Source extract START

Head of state and government

The President of the Republic of Suriname (President van de Republiek Suriname) is, in accordance with the Constitution of 1987, the head of state and head of government of Suriname, and commander-in-chief of the Suriname National Army (SNL). The president also appoints a cabinet.

The current president is Jennifer Geerlings-Simons, a former chairwoman of the National Assembly. She is affiliated with the National Democratic Party (NDP). Simons was elected on 6 July 2025 as president by acclamation, and inaugurated on 16 July on the Onafhankelijkheidsplein in Paramaribo in a ceremony.

==History==
The office of president was created upon independence from the Netherlands in 1975. Until 1987, the presidency was mostly a ceremonial post, discharging most of the functions previously vested in the monarchy of the Netherlands. For all intents and purposes, real power was vested in the prime minister.

The first officeholder was Johan Ferrier, a schoolteacher and veteran politician who had served as governor since 1968. He resigned as president in August 1980, several months after a coup d'état. From then until 1988, the presidents were essentially army-installed puppets of army commander Dési Bouterse, who ruled as a de facto military dictator with few practical checks on his power.

Source extract END
Data section START

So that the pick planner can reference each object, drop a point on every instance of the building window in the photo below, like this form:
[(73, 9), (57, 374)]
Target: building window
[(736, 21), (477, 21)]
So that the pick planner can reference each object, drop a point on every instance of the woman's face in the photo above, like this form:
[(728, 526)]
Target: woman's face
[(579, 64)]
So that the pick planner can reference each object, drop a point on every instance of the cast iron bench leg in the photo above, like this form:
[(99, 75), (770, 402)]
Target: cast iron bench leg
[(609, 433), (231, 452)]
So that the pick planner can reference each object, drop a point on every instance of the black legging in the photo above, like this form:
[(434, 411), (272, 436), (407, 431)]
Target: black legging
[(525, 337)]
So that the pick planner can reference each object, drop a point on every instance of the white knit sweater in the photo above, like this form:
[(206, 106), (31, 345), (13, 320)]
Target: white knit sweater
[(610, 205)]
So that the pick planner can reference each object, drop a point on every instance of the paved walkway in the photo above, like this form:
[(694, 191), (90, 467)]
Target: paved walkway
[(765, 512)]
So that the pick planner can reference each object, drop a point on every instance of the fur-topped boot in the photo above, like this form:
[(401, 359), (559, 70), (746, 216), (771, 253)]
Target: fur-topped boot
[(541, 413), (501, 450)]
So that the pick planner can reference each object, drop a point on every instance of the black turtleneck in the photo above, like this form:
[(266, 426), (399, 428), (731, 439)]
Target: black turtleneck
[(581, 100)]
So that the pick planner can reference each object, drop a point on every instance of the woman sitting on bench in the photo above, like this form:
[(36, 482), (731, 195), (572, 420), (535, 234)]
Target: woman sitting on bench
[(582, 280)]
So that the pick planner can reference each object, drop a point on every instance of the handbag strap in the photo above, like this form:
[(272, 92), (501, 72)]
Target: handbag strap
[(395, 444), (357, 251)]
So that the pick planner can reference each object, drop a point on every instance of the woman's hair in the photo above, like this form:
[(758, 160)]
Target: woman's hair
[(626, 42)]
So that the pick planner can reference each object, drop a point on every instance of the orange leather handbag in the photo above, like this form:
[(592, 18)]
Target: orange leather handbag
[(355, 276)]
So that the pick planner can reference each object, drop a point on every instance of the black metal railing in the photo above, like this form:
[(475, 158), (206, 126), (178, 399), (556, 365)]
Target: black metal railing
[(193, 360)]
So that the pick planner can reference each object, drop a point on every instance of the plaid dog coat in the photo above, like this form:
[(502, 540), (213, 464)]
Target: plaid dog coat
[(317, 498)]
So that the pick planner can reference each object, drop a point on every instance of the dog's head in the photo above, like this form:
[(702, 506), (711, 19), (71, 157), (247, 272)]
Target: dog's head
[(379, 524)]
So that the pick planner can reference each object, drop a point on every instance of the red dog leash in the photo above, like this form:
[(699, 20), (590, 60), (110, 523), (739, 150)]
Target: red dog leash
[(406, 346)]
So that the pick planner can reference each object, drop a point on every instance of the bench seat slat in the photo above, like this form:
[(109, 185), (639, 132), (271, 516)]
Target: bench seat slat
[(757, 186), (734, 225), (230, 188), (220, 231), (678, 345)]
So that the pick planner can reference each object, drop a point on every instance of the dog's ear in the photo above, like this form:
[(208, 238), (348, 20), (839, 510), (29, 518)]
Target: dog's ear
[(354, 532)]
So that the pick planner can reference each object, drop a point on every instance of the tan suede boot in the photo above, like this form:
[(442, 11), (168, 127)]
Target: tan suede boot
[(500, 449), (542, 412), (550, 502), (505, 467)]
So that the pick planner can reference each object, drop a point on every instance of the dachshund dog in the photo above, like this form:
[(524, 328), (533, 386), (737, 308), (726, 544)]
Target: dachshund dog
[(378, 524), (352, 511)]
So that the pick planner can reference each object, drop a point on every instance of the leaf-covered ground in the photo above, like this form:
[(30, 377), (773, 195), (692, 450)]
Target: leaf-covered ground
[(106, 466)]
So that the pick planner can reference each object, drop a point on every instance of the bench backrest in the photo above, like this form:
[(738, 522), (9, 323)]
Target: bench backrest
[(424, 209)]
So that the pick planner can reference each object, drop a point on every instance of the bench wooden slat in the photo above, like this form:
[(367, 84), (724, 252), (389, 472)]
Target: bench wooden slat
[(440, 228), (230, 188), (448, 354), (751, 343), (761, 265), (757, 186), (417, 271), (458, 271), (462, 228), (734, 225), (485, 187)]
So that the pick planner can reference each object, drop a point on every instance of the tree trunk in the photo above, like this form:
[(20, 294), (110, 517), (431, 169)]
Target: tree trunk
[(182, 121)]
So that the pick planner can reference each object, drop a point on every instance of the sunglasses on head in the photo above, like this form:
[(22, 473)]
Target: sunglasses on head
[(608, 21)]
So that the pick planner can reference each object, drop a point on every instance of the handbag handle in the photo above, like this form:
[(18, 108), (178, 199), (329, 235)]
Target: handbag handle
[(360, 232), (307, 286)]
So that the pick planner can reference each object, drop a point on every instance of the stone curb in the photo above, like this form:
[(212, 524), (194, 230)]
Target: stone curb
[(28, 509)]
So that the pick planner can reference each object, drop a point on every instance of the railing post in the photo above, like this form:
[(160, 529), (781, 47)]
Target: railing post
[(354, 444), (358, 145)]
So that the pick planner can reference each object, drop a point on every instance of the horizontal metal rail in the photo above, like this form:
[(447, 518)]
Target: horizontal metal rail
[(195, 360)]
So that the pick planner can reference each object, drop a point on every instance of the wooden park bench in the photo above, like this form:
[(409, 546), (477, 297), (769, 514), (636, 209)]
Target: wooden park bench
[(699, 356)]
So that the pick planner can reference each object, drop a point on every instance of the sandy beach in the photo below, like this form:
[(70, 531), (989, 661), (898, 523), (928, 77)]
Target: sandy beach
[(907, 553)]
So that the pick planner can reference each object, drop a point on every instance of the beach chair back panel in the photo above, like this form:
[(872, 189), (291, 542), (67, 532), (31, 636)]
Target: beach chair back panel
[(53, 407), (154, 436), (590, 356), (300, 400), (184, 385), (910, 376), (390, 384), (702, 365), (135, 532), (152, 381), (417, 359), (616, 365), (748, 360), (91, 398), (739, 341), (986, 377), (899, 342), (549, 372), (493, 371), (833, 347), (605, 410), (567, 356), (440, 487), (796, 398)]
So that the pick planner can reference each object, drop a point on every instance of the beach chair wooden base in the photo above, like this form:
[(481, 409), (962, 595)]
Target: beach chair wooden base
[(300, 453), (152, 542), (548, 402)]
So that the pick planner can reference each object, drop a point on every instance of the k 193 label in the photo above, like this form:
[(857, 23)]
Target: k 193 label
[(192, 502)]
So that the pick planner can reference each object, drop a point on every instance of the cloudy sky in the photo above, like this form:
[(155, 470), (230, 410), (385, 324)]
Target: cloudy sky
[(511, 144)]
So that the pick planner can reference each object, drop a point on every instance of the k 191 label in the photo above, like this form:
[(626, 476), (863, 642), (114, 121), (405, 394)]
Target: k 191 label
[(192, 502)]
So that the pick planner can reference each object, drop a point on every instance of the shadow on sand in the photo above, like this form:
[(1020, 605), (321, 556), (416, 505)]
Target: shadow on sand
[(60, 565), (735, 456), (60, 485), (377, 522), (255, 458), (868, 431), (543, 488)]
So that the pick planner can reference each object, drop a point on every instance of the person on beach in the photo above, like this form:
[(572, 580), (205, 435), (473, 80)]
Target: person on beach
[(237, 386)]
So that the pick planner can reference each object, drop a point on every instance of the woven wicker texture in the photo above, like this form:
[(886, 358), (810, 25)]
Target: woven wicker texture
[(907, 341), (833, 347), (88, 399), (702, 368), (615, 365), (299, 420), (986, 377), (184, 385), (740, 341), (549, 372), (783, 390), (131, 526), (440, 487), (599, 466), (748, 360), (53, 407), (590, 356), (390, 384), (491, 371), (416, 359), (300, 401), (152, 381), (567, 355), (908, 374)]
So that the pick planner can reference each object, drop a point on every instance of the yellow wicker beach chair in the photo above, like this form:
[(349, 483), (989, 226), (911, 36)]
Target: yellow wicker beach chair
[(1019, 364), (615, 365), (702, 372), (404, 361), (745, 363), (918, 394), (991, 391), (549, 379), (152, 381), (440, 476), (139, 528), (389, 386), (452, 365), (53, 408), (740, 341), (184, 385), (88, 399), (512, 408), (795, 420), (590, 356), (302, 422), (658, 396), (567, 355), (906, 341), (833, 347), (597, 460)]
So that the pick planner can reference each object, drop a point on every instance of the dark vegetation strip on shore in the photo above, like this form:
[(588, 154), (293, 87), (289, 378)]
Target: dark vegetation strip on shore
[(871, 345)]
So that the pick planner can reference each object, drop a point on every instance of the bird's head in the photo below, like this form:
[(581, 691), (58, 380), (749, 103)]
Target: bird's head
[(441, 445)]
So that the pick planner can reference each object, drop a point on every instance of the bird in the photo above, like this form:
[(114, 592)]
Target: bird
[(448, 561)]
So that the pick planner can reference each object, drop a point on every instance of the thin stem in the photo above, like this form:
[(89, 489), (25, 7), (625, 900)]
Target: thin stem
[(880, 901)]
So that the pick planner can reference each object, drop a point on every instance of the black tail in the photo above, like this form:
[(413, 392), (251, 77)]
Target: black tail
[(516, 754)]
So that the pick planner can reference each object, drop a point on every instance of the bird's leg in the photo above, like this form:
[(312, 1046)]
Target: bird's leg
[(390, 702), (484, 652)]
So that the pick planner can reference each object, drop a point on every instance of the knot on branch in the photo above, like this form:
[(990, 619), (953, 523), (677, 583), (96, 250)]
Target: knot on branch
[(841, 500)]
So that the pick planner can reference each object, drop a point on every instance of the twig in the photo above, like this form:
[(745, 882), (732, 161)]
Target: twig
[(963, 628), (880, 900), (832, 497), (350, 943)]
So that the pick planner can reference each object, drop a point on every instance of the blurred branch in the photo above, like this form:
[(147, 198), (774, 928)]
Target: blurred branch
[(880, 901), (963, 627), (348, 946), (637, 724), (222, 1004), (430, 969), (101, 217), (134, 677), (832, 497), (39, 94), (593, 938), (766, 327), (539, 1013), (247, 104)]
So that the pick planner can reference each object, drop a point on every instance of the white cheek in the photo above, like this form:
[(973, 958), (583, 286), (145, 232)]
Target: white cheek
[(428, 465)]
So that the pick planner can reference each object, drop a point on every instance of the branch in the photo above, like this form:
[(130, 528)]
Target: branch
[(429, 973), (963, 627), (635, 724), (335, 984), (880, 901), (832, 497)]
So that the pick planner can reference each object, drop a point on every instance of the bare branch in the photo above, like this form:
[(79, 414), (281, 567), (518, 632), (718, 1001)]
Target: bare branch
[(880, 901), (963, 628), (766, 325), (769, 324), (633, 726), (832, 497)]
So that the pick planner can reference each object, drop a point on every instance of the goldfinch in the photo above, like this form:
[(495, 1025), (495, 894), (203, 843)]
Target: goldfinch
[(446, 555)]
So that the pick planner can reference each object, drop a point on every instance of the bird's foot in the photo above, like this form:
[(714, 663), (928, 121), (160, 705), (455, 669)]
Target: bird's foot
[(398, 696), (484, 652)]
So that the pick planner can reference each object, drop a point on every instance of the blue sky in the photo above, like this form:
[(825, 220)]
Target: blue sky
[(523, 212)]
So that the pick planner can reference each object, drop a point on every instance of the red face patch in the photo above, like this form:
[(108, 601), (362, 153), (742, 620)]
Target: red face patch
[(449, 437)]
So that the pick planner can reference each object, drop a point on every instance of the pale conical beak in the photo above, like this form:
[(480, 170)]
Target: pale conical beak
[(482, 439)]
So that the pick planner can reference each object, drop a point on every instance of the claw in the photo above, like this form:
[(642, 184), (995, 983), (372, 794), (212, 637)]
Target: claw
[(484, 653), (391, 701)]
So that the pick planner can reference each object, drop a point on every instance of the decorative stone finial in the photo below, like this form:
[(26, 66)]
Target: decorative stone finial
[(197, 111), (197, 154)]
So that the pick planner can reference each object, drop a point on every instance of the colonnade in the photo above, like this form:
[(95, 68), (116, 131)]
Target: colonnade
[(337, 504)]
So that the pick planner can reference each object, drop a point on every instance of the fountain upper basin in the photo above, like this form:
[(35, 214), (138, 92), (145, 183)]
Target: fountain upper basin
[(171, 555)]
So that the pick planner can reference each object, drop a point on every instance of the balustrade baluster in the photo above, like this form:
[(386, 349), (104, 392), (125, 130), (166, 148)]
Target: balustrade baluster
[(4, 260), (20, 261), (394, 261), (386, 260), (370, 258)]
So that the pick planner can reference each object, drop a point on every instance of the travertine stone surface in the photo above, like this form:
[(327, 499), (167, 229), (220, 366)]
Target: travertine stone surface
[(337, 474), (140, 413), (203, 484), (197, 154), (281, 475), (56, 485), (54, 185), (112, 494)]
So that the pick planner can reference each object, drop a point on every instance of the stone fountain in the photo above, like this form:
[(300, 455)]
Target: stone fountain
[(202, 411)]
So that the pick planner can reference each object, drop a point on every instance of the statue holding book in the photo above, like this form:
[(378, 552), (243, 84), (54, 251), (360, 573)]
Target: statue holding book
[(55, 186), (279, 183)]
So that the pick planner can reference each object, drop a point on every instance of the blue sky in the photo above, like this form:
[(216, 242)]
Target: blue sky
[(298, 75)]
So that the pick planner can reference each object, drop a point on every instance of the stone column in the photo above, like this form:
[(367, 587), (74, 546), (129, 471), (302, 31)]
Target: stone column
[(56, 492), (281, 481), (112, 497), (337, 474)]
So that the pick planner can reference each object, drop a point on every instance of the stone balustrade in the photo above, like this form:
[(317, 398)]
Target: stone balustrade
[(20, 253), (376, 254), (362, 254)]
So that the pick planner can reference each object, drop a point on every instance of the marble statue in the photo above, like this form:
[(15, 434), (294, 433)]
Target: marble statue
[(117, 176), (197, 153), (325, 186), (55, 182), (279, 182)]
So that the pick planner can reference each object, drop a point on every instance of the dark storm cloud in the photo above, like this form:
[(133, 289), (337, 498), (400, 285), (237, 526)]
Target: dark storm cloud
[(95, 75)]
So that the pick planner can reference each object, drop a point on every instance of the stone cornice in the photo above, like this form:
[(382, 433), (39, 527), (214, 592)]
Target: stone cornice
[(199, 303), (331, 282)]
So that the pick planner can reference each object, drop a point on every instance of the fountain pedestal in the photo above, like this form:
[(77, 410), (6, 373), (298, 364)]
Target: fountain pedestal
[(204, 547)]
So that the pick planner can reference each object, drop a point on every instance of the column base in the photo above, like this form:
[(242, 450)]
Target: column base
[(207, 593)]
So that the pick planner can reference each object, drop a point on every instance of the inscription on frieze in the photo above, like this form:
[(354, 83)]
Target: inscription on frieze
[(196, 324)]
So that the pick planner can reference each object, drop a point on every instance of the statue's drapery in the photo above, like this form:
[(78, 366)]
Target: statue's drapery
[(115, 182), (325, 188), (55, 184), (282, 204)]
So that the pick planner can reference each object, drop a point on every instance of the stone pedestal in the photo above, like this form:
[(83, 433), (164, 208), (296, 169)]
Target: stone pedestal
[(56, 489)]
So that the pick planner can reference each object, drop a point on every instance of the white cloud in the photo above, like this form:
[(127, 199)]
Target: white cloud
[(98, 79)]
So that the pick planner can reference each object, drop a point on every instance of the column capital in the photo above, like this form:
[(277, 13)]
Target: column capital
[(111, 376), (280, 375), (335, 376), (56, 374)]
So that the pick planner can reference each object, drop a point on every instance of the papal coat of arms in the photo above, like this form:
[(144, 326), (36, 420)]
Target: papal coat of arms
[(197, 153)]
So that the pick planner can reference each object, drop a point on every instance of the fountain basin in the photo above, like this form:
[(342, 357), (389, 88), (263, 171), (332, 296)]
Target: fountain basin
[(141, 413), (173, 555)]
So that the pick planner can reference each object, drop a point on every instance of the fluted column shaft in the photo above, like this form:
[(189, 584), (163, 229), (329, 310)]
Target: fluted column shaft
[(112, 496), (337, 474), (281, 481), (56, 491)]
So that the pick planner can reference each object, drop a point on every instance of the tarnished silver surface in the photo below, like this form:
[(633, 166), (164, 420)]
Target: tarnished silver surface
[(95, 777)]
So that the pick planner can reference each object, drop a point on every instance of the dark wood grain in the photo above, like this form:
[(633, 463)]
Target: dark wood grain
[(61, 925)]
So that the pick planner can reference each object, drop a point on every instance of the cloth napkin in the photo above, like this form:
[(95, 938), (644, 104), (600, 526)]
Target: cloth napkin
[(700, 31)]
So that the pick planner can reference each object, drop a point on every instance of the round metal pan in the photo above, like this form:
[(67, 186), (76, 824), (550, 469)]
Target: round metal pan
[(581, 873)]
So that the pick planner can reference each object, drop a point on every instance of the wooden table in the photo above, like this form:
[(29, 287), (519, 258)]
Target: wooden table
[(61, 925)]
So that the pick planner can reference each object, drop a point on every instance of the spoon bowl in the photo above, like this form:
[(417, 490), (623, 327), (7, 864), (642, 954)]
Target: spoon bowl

Data section END

**Actions to take**
1. According to the text on Suriname's presidency, when was Jennifer Geerlings-Simons inaugurated, and where?
2. Continue the text on Suriname's presidency from its last sentence.

**Expected results**
1. She was inaugurated on 16 July on the Onafhankelijkheidsplein in Paramaribo.

2.
Bouterse allowed multiparty elections in 1987, shortly after the current constitution was approved in a referendum. The presidency became an executive post, with duties and responsibilities similar to those of presidents in semi-presidential republics. On 24 December 1990, two days after Bouterse's resignation as army commander, the army called president Ramsewak Shankar to inform him that he and his cabinet were removed from office, in another coup d'état; police chief and acting army commander Ivan Graanoogst was appointed acting president. On 27 December 1990, Johannes Kraag became the president. The army returned power to civilians in 1991, and the president has been freely elected ever since.

==Election==
The president and a vice president are elected by no less than a two-thirds supermajority of members in the National Assembly to a five-year mandate and are accountable to the Assembly. During their time in office, the president must forfeit any additional posts in politics or business.

==Qualification==
A candidate must be a Surinamese national (resident in the country for at least six years) who is at least 30 years of age. A candidate must win at least two-thirds of the votes in the Assembly to be elected. If no candidate wins two-thirds after three rounds, the vote then goes to the United People's Congress, composed of the Assembly and local government officials. In this case, a simple majority is required.

==Powers and duties==
The president is vested with extensive functional powers. The president names and dismisses ministers, signs bills, and names and dismisses diplomatic staff. She declares war and states of emergency with the ratification of the National Assembly. She concludes foreign treaties and agreements, again with the assent of the Assembly. She also exercises ceremonial duties such as conferring awards, receiving foreign diplomats, and granting pardons.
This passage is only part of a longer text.